Show every line below where "post" appears.

DATA SHOWN:
*** Begin section ***

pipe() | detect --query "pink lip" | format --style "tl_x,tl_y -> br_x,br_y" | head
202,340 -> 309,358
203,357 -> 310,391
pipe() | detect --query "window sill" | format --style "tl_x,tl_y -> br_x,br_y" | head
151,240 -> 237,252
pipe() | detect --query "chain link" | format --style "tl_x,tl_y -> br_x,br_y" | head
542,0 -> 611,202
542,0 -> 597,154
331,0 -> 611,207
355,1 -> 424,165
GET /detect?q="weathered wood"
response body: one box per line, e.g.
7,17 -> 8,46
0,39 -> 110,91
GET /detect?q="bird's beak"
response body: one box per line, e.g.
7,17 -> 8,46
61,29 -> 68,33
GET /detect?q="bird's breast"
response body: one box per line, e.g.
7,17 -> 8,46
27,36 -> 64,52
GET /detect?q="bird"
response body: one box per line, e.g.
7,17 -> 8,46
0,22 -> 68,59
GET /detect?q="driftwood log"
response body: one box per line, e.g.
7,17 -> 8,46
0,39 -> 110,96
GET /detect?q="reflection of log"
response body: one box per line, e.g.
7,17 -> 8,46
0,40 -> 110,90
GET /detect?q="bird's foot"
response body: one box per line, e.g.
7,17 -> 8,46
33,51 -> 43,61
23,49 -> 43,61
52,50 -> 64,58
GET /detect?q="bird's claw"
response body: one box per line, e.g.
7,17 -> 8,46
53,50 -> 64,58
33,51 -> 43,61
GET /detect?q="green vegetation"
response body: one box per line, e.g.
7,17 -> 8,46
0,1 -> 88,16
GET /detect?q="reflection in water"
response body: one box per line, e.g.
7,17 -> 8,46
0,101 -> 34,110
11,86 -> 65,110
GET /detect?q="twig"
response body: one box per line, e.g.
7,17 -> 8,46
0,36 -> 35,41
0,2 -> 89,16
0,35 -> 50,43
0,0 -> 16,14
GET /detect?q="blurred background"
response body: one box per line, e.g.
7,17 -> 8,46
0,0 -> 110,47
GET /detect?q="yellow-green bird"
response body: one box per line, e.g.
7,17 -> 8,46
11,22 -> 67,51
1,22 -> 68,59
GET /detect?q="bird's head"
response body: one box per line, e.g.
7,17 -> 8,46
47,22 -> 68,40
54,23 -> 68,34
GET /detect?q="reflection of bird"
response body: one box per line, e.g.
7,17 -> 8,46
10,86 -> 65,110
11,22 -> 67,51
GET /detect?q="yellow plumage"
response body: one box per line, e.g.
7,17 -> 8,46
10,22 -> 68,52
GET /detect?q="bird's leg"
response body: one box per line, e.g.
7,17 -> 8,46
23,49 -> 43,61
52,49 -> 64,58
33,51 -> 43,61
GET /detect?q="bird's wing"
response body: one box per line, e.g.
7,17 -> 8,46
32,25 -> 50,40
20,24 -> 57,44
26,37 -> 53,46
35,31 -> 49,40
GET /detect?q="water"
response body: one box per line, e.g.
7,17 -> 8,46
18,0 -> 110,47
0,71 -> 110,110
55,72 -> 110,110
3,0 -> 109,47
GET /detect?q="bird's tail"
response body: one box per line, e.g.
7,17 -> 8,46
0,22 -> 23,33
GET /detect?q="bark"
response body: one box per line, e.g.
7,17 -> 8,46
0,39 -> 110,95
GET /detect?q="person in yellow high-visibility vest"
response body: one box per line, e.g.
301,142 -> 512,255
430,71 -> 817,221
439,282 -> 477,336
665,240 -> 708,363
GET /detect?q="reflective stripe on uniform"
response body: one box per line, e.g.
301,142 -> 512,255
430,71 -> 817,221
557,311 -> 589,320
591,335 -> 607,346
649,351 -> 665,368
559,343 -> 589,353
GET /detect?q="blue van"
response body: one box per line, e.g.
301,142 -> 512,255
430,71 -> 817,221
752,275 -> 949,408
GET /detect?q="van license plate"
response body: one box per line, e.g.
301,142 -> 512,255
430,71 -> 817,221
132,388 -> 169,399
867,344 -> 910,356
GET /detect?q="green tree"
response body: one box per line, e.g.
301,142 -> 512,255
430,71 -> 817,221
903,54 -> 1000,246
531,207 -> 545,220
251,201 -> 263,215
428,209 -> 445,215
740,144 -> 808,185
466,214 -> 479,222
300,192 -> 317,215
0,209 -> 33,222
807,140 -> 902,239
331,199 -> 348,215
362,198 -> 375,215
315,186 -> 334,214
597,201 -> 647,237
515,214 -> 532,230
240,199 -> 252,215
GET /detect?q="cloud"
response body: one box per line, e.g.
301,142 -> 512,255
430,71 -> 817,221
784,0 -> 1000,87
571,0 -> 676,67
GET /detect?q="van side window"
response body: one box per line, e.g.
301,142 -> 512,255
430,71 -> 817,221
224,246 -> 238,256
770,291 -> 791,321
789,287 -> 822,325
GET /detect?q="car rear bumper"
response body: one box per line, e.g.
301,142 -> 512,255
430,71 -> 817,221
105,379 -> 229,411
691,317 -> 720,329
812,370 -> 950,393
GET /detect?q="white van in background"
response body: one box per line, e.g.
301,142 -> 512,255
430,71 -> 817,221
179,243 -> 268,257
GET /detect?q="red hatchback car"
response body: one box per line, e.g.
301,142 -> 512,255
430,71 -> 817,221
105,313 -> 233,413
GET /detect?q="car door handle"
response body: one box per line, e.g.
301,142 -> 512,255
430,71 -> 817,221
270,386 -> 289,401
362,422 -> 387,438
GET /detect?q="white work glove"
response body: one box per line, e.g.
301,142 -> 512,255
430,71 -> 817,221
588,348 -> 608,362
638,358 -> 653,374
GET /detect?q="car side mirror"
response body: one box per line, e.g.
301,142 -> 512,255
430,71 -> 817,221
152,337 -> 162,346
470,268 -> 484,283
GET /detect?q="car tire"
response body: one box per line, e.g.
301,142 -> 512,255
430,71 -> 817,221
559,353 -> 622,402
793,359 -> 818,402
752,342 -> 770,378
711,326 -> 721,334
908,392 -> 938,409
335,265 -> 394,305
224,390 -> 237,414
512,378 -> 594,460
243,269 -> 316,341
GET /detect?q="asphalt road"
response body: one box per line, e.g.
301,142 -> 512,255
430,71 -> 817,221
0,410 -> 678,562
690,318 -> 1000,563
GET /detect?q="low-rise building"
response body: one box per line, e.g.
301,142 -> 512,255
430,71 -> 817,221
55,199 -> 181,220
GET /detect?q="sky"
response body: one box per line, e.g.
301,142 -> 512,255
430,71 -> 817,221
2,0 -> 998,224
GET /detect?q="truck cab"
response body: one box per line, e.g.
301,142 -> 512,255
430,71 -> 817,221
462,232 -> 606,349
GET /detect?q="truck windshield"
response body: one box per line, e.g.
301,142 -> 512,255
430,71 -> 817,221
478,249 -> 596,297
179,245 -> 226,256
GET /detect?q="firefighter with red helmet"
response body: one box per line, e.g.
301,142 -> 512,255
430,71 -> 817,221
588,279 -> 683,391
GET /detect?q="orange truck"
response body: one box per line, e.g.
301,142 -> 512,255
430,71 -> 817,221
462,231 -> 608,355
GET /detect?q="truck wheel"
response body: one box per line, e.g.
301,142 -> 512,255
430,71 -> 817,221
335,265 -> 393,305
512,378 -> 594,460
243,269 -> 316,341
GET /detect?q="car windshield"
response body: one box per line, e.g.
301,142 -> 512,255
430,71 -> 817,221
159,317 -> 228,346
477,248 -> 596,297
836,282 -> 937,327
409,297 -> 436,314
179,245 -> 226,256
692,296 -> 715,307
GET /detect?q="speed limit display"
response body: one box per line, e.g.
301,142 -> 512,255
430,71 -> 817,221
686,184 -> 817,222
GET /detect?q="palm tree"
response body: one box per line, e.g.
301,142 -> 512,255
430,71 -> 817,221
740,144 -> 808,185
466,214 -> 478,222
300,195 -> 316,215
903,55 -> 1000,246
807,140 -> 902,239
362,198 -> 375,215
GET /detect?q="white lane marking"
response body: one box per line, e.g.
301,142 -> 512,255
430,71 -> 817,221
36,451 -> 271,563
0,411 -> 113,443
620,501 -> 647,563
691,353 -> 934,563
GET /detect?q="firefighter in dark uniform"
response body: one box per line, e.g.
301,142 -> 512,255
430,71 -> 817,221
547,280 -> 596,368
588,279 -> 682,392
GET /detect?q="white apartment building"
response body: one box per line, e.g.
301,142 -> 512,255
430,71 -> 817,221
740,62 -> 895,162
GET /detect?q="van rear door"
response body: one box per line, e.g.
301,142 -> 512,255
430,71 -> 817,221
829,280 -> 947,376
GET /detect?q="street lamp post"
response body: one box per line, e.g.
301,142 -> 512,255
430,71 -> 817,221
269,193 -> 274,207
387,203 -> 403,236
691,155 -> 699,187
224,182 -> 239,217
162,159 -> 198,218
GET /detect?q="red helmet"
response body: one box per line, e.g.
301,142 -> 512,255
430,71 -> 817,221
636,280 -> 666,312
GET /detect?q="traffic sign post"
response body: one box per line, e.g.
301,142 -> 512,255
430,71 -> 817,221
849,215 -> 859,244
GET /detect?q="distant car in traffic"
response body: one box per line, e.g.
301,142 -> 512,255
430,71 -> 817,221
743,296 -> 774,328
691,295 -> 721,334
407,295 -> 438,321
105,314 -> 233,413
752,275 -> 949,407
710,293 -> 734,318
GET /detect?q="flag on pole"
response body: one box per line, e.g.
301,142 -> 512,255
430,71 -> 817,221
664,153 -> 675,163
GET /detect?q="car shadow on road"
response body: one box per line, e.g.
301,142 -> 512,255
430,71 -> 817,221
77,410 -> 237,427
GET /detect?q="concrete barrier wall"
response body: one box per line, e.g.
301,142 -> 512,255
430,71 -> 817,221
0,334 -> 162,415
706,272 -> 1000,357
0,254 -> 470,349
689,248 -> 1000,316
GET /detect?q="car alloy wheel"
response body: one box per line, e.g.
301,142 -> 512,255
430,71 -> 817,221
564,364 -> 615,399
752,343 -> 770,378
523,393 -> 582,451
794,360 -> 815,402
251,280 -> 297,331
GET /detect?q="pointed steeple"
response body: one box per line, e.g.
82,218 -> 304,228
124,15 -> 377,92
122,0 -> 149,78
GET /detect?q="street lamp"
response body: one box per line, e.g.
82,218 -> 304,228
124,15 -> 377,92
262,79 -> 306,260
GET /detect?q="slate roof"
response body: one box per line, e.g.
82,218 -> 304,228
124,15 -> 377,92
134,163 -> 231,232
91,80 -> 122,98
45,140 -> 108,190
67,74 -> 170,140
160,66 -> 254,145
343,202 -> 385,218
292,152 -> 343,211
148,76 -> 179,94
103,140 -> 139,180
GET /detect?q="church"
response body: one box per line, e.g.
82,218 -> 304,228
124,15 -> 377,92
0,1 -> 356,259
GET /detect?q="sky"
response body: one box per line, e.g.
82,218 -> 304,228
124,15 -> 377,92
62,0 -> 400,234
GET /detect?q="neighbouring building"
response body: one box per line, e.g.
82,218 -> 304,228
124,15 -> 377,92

*** End section ***

SOLUTION FOR THIS TASK:
GET /detect?q="street lamp post"
GET /detect?q="traffic sign post"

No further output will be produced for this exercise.